-- START Document excerpt --

November 20, 2019
On 11/20/2019 4:16 AM, Timon Gehr wrote:
> - What do you want to achieve with borrowing/ownership in D?

I want to prevent the following common issues with pointer code:

1. use after free
2. neglecting to free
3. double free

4. safe casting to immutable
5. safe conversion to/from a shared pointer


> - What can already be done with @live? (Ideally with runnable code examples.)

The test cases included with the PR should give an idea.


> - How will I write a compiler-checked memory safe program that uses varied allocation strategies, including plain malloc,

I'm not sure what clarification you want about plain malloc/free, although there are limitations outlined in ob.md.

> tracing GC

I don't see any value OB adds to tracing GC. A GC is an entirely different solution.

> and reference counting?

The main difficulty (as you pointed out) with RC is holding on to an interior pointer via one reference while another reference free's what it's pointing to.
There's been a lot of progress with this with the addition of DIP25, DIP1000, and DIP1012. This further improves it by making the protections transitive.


> Right now, the only use I can see for @live is as an incomplete and unsound linting tool in @system code.

The unsoundness is in dealing with thrown exceptions, which I have some ideas on how to deal with, and conflating different allocators, which I don't have a good idea on.

> It doesn't make @safe code any more expressive. To me, added expressiveness in @safe code is the whole point of a borrowing scheme.

Technically, @live works by adding restrictions, not expressiveness.
November 21, 2019
On Wed, Nov 20, 2019 at 6:20 PM Walter Bright via Digitalmars-d <digitalmars-d@puremagic.com> wrote:
>
> On 11/19/2019 11:49 PM, Manu wrote:
> > I haven't read thoroughly yet, although I have been following along
> > the way and understand the goals... but I really can't not say
> > straight up that I think `@live` is very upsetting to me.
> > I hate to bike-shed, but at face value `@live` is a very unintuitive
> > name. It offers me no intuition what to expect, and I have at no point
> > along this process has any idea what it means or why you chose that
> > word, and I think that's an immediate ref flag.
>
> The "live" refers to the data flow analysis which discovers which pointers are "live" or "dead" at any point in the flow graph. This is critical for what O/B is trying to do.
>
> `@ownerBorrow` just seems a little awkward :-)
>
> Andrei proposed `@live`, and I like it. It's short, sweet, and sounds good.
>
> > Are you really certain there's no way to do this without adding yet more attributes?
>
> We'll never be able to compile C-like code if we force an O/B system on all the code. There has to be a way to distinguish, like what `pure` does. D would be unusable if everything had to be `pure`. My understanding of O/B is you're going to have to redesign code and data structures to use it effectively. I.e. it'll break everything. Rust has a powerful enough marketing machine to convince people that redesigning your programs is a Good Thing (tm) and perhaps it is, but we don't have the muscle to do that.

-- END Document excerpt --
-- START Data excerpts --

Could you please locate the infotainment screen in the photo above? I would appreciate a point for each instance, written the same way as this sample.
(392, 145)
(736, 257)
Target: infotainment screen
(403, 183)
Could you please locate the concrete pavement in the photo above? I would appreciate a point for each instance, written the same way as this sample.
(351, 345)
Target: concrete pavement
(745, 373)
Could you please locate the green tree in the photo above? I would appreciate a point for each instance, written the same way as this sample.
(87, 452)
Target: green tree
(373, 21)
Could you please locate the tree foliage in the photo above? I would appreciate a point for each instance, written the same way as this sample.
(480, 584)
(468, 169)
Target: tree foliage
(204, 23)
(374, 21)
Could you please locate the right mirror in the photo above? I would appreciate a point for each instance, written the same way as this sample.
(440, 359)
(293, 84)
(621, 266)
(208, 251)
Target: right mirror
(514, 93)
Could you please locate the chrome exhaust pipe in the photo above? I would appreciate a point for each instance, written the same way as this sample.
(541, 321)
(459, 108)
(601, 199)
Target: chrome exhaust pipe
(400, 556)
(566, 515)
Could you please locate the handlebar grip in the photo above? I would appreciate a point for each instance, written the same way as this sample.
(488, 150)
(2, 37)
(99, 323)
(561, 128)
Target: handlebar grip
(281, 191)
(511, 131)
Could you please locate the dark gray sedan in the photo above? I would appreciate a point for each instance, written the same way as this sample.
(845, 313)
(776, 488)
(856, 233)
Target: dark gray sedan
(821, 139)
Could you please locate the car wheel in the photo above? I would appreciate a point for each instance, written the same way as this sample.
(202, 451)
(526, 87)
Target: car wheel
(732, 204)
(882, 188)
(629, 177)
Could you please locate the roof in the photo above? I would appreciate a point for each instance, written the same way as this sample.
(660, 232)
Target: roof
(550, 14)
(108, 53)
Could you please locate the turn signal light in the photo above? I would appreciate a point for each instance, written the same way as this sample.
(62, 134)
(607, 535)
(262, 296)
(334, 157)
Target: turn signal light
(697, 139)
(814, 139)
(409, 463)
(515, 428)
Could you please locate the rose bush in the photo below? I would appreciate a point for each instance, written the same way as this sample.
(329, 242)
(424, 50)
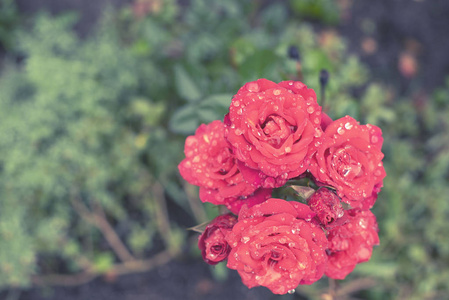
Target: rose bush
(351, 243)
(275, 244)
(211, 165)
(274, 133)
(272, 128)
(212, 243)
(349, 158)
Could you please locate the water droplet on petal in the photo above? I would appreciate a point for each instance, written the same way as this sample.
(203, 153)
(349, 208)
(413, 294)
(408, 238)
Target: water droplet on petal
(252, 87)
(310, 109)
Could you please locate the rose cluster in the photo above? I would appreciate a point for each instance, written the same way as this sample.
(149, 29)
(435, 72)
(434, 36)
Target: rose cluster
(274, 136)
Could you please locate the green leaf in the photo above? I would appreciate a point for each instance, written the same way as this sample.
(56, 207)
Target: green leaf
(214, 107)
(185, 86)
(103, 262)
(261, 64)
(185, 119)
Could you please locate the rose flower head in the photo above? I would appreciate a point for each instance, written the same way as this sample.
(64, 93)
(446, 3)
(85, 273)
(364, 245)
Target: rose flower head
(326, 205)
(275, 244)
(211, 165)
(273, 127)
(349, 158)
(351, 243)
(212, 243)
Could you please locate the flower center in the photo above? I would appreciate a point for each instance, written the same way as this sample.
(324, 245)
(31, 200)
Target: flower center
(276, 129)
(345, 165)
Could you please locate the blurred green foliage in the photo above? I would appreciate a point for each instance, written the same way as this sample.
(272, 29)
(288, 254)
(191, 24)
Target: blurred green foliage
(100, 123)
(9, 19)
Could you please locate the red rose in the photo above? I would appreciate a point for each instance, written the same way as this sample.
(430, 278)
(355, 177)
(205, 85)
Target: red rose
(212, 243)
(274, 244)
(210, 164)
(272, 128)
(351, 243)
(326, 205)
(350, 159)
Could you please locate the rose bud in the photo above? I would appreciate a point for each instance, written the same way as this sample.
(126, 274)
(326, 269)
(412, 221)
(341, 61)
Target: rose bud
(351, 243)
(273, 128)
(349, 158)
(214, 248)
(326, 205)
(275, 244)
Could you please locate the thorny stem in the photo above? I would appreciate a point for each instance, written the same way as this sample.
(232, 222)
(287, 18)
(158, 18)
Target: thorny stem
(162, 220)
(98, 219)
(324, 78)
(332, 288)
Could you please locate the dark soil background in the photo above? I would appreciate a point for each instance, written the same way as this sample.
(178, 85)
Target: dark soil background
(405, 44)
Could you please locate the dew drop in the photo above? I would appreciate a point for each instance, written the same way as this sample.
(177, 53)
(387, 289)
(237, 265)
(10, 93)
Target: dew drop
(252, 87)
(310, 109)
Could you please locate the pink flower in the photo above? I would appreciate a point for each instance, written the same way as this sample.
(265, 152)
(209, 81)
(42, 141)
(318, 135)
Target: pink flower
(273, 127)
(349, 158)
(210, 164)
(351, 243)
(212, 243)
(274, 244)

-- END Data excerpts --

Task details -
In the @live thread, repeat word for word the passage between "The main difficulty" and "good idea on.", inclusive.

Response -
The main difficulty (as you pointed out) with RC is holding on to an interior pointer via one reference while another reference free's what it's pointing to.
There's been a lot of progress with this with the addition of DIP25, DIP1000, and DIP1012. This further improves it by making the protections transitive.


> Right now, the only use I can see for @live is as an incomplete and unsound linting tool in @system code.

The unsoundness is in dealing with thrown exceptions, which I have some ideas on how to deal with, and conflating different allocators, which I don't have a good idea on.